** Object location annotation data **
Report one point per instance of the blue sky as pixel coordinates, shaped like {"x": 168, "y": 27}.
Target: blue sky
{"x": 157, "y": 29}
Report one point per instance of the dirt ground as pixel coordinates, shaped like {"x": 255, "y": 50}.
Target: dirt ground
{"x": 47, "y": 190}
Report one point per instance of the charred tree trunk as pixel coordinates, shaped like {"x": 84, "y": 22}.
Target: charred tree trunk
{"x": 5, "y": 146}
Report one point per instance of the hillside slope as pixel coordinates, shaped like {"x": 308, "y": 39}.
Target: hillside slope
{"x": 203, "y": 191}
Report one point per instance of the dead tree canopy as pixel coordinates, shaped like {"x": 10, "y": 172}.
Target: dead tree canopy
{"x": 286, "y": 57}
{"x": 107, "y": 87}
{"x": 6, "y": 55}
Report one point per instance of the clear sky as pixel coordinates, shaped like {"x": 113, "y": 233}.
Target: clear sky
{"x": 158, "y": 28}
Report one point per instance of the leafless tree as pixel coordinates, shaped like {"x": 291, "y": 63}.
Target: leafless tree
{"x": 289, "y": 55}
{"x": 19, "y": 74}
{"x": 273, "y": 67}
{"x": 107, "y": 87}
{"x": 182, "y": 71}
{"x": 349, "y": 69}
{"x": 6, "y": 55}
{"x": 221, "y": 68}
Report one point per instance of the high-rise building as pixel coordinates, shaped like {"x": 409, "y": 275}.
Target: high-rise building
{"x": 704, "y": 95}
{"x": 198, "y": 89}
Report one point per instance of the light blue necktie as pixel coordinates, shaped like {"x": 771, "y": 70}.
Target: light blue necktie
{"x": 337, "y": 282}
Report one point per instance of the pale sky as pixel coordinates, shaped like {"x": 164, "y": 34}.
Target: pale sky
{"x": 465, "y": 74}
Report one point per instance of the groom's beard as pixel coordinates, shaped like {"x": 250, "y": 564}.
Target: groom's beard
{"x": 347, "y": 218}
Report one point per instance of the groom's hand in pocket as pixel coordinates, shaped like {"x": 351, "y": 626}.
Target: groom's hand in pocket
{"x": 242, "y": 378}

** Do this **
Recast the data above as a Markdown table with the columns Row and Line, numbering each line of the data in order and leaving out blank lines.

** Task output **
| Row | Line |
|---|---|
| 1 | Report one point per instance of the blue sky as pixel coordinates, shaped like {"x": 168, "y": 27}. |
| 2 | Target: blue sky |
| 3 | {"x": 157, "y": 29} |
| 4 | Report one point per instance of the dirt ground as pixel coordinates, shaped like {"x": 255, "y": 50}. |
| 5 | Target: dirt ground |
| 6 | {"x": 47, "y": 190} |
| 7 | Report one point per instance of the charred tree trunk as pixel coordinates, shaped like {"x": 84, "y": 22}. |
| 8 | Target: charred tree trunk |
| 9 | {"x": 5, "y": 146} |
| 10 | Report one point per instance of the hillside slope as pixel coordinates, shaped like {"x": 308, "y": 39}. |
| 11 | Target: hillside slope |
| 12 | {"x": 203, "y": 191} |
| 13 | Report one point per instance of the dead tree canopy as pixel coordinates, shaped like {"x": 10, "y": 172}. |
| 14 | Target: dead tree canopy |
| 15 | {"x": 286, "y": 57} |
| 16 | {"x": 107, "y": 87} |
| 17 | {"x": 6, "y": 55} |
| 18 | Report one point per instance of the clear sky as pixel coordinates, shaped like {"x": 113, "y": 233}. |
| 19 | Target: clear sky |
| 20 | {"x": 158, "y": 28} |
| 21 | Report one point per instance of the leafless tree as pixel coordinates, shaped like {"x": 291, "y": 63}. |
| 22 | Target: leafless tree |
| 23 | {"x": 289, "y": 55} |
| 24 | {"x": 19, "y": 74} |
| 25 | {"x": 273, "y": 67} |
| 26 | {"x": 107, "y": 87} |
| 27 | {"x": 182, "y": 71} |
| 28 | {"x": 349, "y": 69} |
| 29 | {"x": 6, "y": 55} |
| 30 | {"x": 221, "y": 68} |
| 31 | Report one point per instance of the high-rise building as pixel coordinates, shaped like {"x": 409, "y": 275}. |
| 32 | Target: high-rise building |
| 33 | {"x": 704, "y": 95} |
| 34 | {"x": 198, "y": 89} |
| 35 | Report one point per instance of the light blue necktie as pixel coordinates, shaped like {"x": 771, "y": 70}. |
| 36 | Target: light blue necktie |
| 37 | {"x": 337, "y": 282} |
| 38 | Report one point per instance of the pale sky as pixel coordinates, shaped like {"x": 164, "y": 34}. |
| 39 | Target: pale sky |
| 40 | {"x": 465, "y": 74} |
| 41 | Report one point per instance of the groom's beard as pixel coordinates, shaped like {"x": 250, "y": 564}. |
| 42 | Target: groom's beard |
| 43 | {"x": 347, "y": 218} |
| 44 | Report one point per instance of the groom's hand in pocket as pixel coordinates, shaped like {"x": 351, "y": 626}. |
| 45 | Target: groom's hand in pocket |
| 46 | {"x": 242, "y": 378} |